_Aim of the exercise_
From the screening program below, list every cast member named for the film GOODBYE PARADISE.

--- begin Passage provided ---

Screenings are at 6:00pm every second Wednesday

All screenings are at the National Library of Australia. Please enter by the front doors and go down to the theatre on level LG1 by the stairs on the right hand side or use the foyer lift.

Click here for our entire February - June program (PDF download)

Upcoming screenings:

February 3
TOPPER


(USA 1937) 97 min. 16mm
Director: Norman Z McLeod. Cast: Constance
Bennett, Cary Grant, Roland Young, Billie
Burke, Alan Mowbray, Eugene Pallette, Hedda
Hopper and Hoagy Carmichael.

Based on a novel by Thorne Smith, this classic
comedy features Grant and Bennett as playful
ghosts who dominate the life of Cosmo Topper
(Young). The film tells the story of a stuffy,
stuck-in-his-ways man who is haunted by the
ghosts of a fun-loving married couple who try
to give him a complete lifestyle makeover. The
film was so popular that it spawned two sequels
and a TV show. Along with the three great leads
there are a number of familiar faces in
supporting roles.

(Print courtesy of the National Film and Sound Archive)

February 17
GOODBYE PARADISE

GUEST SPEAKER: Dr David Headon, Advisor on the Centenary of Canberra, Chief Minister’s Department

(Australia 1983) 119 min. 16mm
Director: Carl Schultz Cast: Ray Barrett,
Robyn Nevin, Janet Scrivener, Kate Fitzpatrick
and Lex Marinos.

A cult classic. Disgraced Queensland Assistant
Police Commissioner Michael Stacey (Barrett)
retires to the Gold Coast to write a book
exposing police corruption. He's drawn into
investigating a disappearance, and must deal
with the re-emergence of associates from his
military past. Produced prior to the Fitzgerald
enquiry into corruption in the Queensland police,
this film did not achieve wide release due to the
attitudes of the time. Bob Ellis wrote ‘Stacey’
especially for Barrett, who provides a memorable
world-wise and -weary performance.

--- end Passage provided ---
--- begin Dataset ---

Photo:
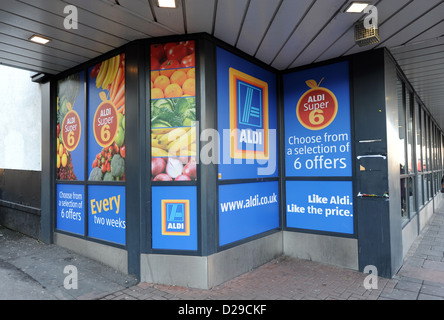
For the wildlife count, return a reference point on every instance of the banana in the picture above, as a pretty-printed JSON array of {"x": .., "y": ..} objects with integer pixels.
[
  {"x": 112, "y": 73},
  {"x": 155, "y": 143},
  {"x": 185, "y": 153},
  {"x": 156, "y": 152},
  {"x": 173, "y": 135},
  {"x": 102, "y": 73},
  {"x": 109, "y": 74},
  {"x": 183, "y": 142},
  {"x": 161, "y": 131}
]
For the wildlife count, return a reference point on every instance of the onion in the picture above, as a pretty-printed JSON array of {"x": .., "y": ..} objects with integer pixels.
[
  {"x": 174, "y": 168},
  {"x": 183, "y": 177},
  {"x": 157, "y": 166},
  {"x": 162, "y": 177},
  {"x": 190, "y": 169}
]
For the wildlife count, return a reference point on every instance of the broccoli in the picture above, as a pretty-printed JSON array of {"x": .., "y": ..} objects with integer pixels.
[
  {"x": 96, "y": 174},
  {"x": 117, "y": 166},
  {"x": 108, "y": 177}
]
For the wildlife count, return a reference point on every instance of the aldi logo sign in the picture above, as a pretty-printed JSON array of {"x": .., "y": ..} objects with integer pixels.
[
  {"x": 176, "y": 217},
  {"x": 248, "y": 116}
]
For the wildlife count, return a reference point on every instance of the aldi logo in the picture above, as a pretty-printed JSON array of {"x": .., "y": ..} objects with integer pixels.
[
  {"x": 176, "y": 217},
  {"x": 248, "y": 116}
]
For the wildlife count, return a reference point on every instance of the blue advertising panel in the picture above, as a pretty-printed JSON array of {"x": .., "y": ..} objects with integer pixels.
[
  {"x": 70, "y": 128},
  {"x": 174, "y": 218},
  {"x": 71, "y": 208},
  {"x": 247, "y": 118},
  {"x": 106, "y": 213},
  {"x": 320, "y": 205},
  {"x": 247, "y": 209},
  {"x": 317, "y": 122},
  {"x": 106, "y": 120}
]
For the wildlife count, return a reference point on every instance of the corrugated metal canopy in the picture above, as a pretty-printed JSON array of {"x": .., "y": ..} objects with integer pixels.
[{"x": 281, "y": 33}]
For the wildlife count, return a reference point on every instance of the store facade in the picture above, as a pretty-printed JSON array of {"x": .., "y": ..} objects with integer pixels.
[{"x": 184, "y": 161}]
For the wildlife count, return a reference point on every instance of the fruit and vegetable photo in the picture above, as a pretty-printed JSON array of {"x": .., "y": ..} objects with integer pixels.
[
  {"x": 173, "y": 112},
  {"x": 107, "y": 120},
  {"x": 70, "y": 111}
]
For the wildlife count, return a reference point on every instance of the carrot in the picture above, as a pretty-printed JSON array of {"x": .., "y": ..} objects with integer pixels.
[
  {"x": 120, "y": 102},
  {"x": 113, "y": 91},
  {"x": 120, "y": 93},
  {"x": 121, "y": 77}
]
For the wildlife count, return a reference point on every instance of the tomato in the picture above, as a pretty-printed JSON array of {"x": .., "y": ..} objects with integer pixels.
[
  {"x": 188, "y": 61},
  {"x": 95, "y": 71},
  {"x": 157, "y": 52},
  {"x": 154, "y": 63},
  {"x": 170, "y": 64},
  {"x": 168, "y": 46},
  {"x": 189, "y": 45},
  {"x": 177, "y": 52},
  {"x": 122, "y": 151}
]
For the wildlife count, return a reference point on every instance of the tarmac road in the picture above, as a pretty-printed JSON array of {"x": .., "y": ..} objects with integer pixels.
[{"x": 32, "y": 270}]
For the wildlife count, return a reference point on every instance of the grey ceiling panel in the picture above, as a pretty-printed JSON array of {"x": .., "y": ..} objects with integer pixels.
[
  {"x": 258, "y": 20},
  {"x": 386, "y": 9},
  {"x": 433, "y": 16},
  {"x": 91, "y": 20},
  {"x": 141, "y": 7},
  {"x": 286, "y": 20},
  {"x": 312, "y": 23},
  {"x": 229, "y": 18},
  {"x": 173, "y": 18},
  {"x": 51, "y": 21},
  {"x": 122, "y": 15},
  {"x": 199, "y": 15}
]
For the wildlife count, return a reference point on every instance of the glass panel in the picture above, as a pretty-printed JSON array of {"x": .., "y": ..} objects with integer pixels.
[
  {"x": 411, "y": 190},
  {"x": 410, "y": 141},
  {"x": 401, "y": 127},
  {"x": 404, "y": 205},
  {"x": 418, "y": 137},
  {"x": 419, "y": 193}
]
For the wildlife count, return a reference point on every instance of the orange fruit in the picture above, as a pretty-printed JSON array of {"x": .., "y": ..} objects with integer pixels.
[
  {"x": 161, "y": 82},
  {"x": 154, "y": 75},
  {"x": 173, "y": 91},
  {"x": 191, "y": 73},
  {"x": 189, "y": 87},
  {"x": 64, "y": 160},
  {"x": 167, "y": 72},
  {"x": 156, "y": 93},
  {"x": 178, "y": 77}
]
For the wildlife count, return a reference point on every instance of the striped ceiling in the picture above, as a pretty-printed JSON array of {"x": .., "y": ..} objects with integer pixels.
[{"x": 281, "y": 33}]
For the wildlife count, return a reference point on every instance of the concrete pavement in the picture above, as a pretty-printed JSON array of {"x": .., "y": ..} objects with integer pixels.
[{"x": 30, "y": 269}]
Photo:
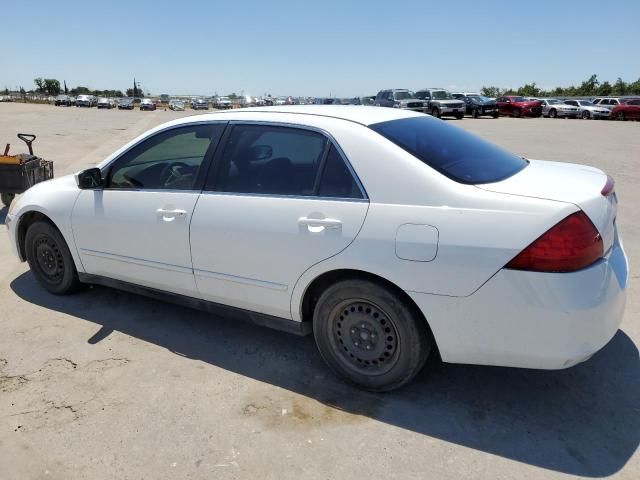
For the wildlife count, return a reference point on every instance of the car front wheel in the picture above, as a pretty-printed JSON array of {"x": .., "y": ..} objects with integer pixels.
[
  {"x": 369, "y": 336},
  {"x": 50, "y": 260}
]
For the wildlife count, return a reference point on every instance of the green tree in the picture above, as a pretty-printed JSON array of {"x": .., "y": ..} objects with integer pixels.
[
  {"x": 39, "y": 84},
  {"x": 620, "y": 87},
  {"x": 51, "y": 86},
  {"x": 529, "y": 90}
]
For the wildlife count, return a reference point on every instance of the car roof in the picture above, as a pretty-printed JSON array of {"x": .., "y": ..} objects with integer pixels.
[{"x": 364, "y": 115}]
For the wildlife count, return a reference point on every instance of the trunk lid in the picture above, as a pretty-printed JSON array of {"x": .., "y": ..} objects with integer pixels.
[{"x": 565, "y": 182}]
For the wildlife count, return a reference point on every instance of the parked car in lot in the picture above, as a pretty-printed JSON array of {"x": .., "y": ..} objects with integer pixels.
[
  {"x": 125, "y": 103},
  {"x": 107, "y": 103},
  {"x": 222, "y": 103},
  {"x": 440, "y": 103},
  {"x": 147, "y": 104},
  {"x": 176, "y": 105},
  {"x": 517, "y": 106},
  {"x": 589, "y": 110},
  {"x": 400, "y": 98},
  {"x": 86, "y": 101},
  {"x": 368, "y": 100},
  {"x": 62, "y": 101},
  {"x": 416, "y": 238},
  {"x": 200, "y": 104},
  {"x": 628, "y": 110},
  {"x": 478, "y": 105},
  {"x": 553, "y": 108},
  {"x": 608, "y": 102}
]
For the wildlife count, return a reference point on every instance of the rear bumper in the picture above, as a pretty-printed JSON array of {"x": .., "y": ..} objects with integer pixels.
[{"x": 532, "y": 320}]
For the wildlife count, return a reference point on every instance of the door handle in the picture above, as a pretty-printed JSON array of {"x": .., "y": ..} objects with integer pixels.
[
  {"x": 319, "y": 223},
  {"x": 170, "y": 215}
]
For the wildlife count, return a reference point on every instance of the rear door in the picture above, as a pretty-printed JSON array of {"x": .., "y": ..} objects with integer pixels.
[{"x": 278, "y": 200}]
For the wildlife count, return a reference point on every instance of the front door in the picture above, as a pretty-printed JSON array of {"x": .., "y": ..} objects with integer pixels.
[
  {"x": 279, "y": 200},
  {"x": 136, "y": 228}
]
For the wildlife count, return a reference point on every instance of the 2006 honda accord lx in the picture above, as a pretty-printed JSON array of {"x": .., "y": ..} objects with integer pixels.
[{"x": 389, "y": 234}]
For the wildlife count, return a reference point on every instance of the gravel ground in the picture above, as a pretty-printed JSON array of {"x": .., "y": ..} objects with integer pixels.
[{"x": 105, "y": 385}]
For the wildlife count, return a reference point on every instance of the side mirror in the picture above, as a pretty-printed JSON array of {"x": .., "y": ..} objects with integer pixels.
[
  {"x": 89, "y": 178},
  {"x": 261, "y": 152}
]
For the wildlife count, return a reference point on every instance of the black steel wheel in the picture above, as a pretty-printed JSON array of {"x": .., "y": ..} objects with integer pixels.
[
  {"x": 368, "y": 336},
  {"x": 49, "y": 259}
]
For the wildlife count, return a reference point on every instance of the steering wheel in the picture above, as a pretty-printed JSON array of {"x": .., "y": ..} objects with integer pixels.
[{"x": 172, "y": 174}]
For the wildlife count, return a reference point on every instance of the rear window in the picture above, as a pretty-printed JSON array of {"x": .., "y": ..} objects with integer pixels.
[{"x": 459, "y": 155}]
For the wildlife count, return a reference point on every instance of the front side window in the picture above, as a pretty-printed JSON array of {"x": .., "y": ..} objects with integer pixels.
[
  {"x": 267, "y": 159},
  {"x": 169, "y": 160},
  {"x": 459, "y": 155}
]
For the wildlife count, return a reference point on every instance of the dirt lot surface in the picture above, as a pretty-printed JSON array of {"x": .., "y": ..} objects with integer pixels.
[{"x": 107, "y": 385}]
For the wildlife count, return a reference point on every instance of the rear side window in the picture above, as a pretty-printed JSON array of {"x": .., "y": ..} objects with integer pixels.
[
  {"x": 459, "y": 155},
  {"x": 272, "y": 160},
  {"x": 337, "y": 181}
]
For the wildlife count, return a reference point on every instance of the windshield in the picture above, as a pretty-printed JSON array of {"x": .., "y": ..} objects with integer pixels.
[
  {"x": 480, "y": 98},
  {"x": 459, "y": 155},
  {"x": 441, "y": 95},
  {"x": 404, "y": 95}
]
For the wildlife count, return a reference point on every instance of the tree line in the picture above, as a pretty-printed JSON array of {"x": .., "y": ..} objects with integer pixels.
[{"x": 592, "y": 87}]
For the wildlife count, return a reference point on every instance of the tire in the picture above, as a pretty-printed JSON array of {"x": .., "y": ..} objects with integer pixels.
[
  {"x": 7, "y": 198},
  {"x": 369, "y": 336},
  {"x": 50, "y": 260}
]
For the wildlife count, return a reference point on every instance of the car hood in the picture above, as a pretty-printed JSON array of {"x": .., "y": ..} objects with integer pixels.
[{"x": 564, "y": 182}]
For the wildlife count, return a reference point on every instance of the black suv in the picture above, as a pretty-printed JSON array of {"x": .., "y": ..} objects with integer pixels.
[
  {"x": 400, "y": 98},
  {"x": 478, "y": 105}
]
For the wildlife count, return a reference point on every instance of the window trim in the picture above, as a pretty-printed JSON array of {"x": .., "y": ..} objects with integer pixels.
[
  {"x": 204, "y": 168},
  {"x": 210, "y": 187}
]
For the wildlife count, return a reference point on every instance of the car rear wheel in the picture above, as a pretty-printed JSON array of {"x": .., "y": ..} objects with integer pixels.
[
  {"x": 50, "y": 260},
  {"x": 369, "y": 336}
]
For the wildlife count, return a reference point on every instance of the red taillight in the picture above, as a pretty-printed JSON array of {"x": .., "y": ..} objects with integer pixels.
[
  {"x": 570, "y": 245},
  {"x": 608, "y": 187}
]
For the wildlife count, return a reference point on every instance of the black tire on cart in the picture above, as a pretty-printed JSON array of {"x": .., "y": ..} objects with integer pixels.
[
  {"x": 7, "y": 198},
  {"x": 369, "y": 336}
]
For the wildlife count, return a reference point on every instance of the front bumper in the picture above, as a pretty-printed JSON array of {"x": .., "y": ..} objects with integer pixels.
[{"x": 532, "y": 320}]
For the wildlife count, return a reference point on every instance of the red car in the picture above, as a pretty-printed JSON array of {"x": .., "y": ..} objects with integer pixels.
[
  {"x": 519, "y": 106},
  {"x": 629, "y": 110}
]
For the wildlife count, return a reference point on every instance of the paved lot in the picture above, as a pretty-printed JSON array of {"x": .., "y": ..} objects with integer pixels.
[{"x": 105, "y": 384}]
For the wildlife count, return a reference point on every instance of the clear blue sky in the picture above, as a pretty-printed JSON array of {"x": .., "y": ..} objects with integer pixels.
[{"x": 310, "y": 47}]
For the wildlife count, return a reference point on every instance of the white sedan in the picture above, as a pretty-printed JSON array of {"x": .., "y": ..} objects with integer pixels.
[{"x": 389, "y": 234}]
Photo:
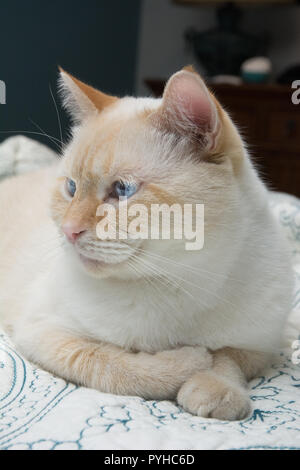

--- end Dataset ---

_Answer_
Ray Barrett, Robyn Nevin, Janet Scrivener, Kate Fitzpatrick, Lex Marinos